DOCUMENT TEXT:

November 23, 2016
Last week, we took a look at some scouting tips in To Hunt in the Pines, You Need This Specific Approach. Now, we'll switch things up just a little bit in Part II.
Many factors affect where a whitetail wants to live. But in my view, food is the most important. In fact, it's so important I'm going to devote this finale of our series on pine plantations to this part of the habitat equation.
As we all know, a vast number of articles on food plots have been written over the years: so many that I shouldn't have to even include anything on planting them. Unfortunately, some people are either intimidated by the thought of developing plots for deer or simply don't know how.
The problem with planting food plots, especially in a pine plantation, is that most hunters do it wrong. What happened on my first hunting club in Georgia is a great example of that.
Around 25 years ago, when the guys there introduced me to planting what they called "food plots," I had no idea what that term even meant. I'd always gone out into the big woods and found natural food sources to hunt over.
Sitting in a predetermined spot and planting forage to get the deer to come to me was like something from another planet. So I simply followed along and helped out while the guys had workdays planting.I helped them clear brush, turn the ground and throw down a bunch of lime, fertilizer and seed.
A few months later, I sat on opening day of rifle season over the most beautiful patch of green you'd ever want to see amidst a sea of pines . . . and saw not a single deer.
How could this have happened? At the time, food plots were a new idea. The guys in that club had heard of them, but they didn't know anything about what whitetails actually eat. So they'd planted fescue. That would have been great, had we been hunting cattle, but deer don't want to eat fescue.
So that was Lesson No. 1 on food plots: Plant what deer actually eat! I'm a fast learner (after a mistake is made), so I spent the next couple years finding out what deer do and don't eat. When I planted a plot, I wanted to know there was a good chance they would eat what was there.
And sometimes they did. But my results still were less than ideal. It was time for my second lesson.
I planted several plots that started out growing perfectly, but when they reached about 3 inches in height, they turned yellow and died. And so, the second lesson was learned: Get a soil test. When my plot died, I did some research and found our soil to be naturally acidic, especially in a pine plantation.
Without a soil test, I was wasting a lot of time and money on fertilizer and seed. Without a higher pH level, the plants couldn't extract the nutrients they needed from the soil.
Alabama-based Whitetail Institute of North America was among the first to get involved in food plot research and development, and it offers simple-to-understand soil testing and free consultations over the phone.
You even can get free seed samples. So in my view, there's no reason not to go to the institute's website to sign up for its free online publication.
Lesson No. 3 was learned after I put a plot in a freshly logged opening. The deer devoured all of it before the season even opened, because it was the only food around.
So what was the lesson learned? Deer eat a lot! On a property with a normal deer density, ideally you'll have at least 5 percent of the area in food plots. On a 1,000-acre pine plantation, that's obviously 50 acres. If your club has 20-25 members willing to spend the money and do the work, this is manageable.
The key is to spread small plots out around the property, preferably near water sources and no more than a few hundred yards from good bedding cover. Don't plant them too close to property lines, or hunters on adjoining tracts will largely benefit from your hard work.
If you anticipate a lot of deer pressure on the new plots, consider using portable electric fencing around them until they've had time to grow a sufficient amount. Remove the fencing just before the season opens — and get ready.

ENTRIES SUPPLIED:
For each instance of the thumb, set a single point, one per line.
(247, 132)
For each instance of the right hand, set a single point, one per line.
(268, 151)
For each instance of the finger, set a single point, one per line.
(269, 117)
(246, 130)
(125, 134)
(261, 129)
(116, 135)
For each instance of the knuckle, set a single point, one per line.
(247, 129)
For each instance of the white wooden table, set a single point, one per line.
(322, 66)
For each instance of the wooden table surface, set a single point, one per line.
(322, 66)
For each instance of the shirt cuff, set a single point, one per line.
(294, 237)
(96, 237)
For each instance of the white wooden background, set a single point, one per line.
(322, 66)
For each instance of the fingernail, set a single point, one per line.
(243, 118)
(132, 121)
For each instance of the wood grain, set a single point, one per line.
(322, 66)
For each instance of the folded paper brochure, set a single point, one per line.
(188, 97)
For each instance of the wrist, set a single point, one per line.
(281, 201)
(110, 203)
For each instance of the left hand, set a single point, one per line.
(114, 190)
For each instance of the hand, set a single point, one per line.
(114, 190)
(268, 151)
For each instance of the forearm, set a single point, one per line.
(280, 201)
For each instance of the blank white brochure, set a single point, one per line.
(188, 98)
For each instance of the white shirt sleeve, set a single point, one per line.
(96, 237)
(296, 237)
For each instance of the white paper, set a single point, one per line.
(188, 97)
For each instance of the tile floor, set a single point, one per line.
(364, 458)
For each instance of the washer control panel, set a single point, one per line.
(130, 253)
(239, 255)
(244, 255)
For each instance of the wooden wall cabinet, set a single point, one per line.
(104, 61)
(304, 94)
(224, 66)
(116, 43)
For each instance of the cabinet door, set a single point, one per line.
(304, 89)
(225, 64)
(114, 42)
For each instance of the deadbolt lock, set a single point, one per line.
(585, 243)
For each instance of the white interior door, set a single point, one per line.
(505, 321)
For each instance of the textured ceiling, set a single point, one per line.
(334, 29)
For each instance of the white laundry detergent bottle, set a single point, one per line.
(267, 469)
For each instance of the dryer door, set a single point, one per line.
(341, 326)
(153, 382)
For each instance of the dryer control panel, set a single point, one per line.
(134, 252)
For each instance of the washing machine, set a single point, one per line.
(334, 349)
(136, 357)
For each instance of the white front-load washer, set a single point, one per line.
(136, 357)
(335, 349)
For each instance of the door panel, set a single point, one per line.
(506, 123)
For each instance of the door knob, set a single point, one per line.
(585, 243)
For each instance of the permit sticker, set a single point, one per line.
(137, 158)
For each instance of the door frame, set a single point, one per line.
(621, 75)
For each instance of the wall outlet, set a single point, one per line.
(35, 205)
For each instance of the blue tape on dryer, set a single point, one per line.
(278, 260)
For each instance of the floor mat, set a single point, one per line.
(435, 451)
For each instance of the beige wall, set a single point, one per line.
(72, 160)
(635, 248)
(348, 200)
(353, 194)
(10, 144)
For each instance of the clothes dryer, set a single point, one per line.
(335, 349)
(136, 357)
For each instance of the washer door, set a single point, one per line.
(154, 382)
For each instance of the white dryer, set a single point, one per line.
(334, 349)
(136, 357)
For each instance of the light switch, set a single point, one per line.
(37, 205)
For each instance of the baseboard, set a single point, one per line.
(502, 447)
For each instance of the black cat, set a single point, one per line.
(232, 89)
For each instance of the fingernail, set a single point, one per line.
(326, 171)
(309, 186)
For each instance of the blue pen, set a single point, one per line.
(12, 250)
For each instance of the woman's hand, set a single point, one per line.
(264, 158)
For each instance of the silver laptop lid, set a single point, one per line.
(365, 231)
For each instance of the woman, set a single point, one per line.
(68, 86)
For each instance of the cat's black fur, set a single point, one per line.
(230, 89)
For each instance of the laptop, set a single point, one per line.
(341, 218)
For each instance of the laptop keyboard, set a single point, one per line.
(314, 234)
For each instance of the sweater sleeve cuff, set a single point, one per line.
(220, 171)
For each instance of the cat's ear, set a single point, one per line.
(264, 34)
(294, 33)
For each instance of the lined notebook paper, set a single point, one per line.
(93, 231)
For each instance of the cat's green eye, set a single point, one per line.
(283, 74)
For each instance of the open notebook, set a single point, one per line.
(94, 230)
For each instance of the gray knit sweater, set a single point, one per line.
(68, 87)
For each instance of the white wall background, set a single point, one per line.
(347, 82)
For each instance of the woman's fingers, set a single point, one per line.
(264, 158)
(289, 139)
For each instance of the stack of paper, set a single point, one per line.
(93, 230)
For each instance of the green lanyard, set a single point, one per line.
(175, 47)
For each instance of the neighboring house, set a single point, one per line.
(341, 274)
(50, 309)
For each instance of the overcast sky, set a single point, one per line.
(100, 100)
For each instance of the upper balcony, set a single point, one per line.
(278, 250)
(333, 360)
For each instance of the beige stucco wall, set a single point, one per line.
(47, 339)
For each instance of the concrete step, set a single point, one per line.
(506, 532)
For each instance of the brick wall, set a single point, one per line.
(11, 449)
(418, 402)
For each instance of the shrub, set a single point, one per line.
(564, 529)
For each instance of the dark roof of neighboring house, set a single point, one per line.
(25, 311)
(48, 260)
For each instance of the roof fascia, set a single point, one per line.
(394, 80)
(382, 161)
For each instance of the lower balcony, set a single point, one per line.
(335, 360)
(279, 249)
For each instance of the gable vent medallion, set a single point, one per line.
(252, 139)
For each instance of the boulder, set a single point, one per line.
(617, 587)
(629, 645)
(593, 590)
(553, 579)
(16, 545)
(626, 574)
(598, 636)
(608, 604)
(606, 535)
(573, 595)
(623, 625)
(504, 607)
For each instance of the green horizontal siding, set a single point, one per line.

WHAT IS ASKED:
(a) In the food plot article, why did deer eat the entire plot planted in a freshly logged opening before the season opened? Answer in one to three sentences.
(b) In the food plot article, replace "soil testing" with "soil analysis" and write out the passage from "Alabama-based Whitetail Institute" up to and including "over the phone.".
(c) According to the food plot article, what share of a property with normal deer density should ideally be in food plots?
The listing has no role in this work.

EXERCISE ANSWERS:
(a) The deer ate all of it because it was the only food around.

(b)
Alabama-based Whitetail Institute of North America was among the first to get involved in food plot research and development, and it offers simple-to-understand soil analysis and free consultations over the phone.

(c) At least 5 percent of the area.